== EXERCISE OBJECTIVE ==
Output all records precisely as written.

===== AVAILABLE DATA

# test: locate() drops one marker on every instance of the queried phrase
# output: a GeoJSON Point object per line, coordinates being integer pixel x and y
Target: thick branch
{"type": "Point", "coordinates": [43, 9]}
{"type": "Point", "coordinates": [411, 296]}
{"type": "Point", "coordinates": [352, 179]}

==========

== PROBLEM SOLUTION ==
# test: locate() drops one marker on every instance of the queried phrase
# output: a GeoJSON Point object per line, coordinates being integer pixel x and y
Target: thick branch
{"type": "Point", "coordinates": [43, 9]}
{"type": "Point", "coordinates": [411, 296]}
{"type": "Point", "coordinates": [352, 179]}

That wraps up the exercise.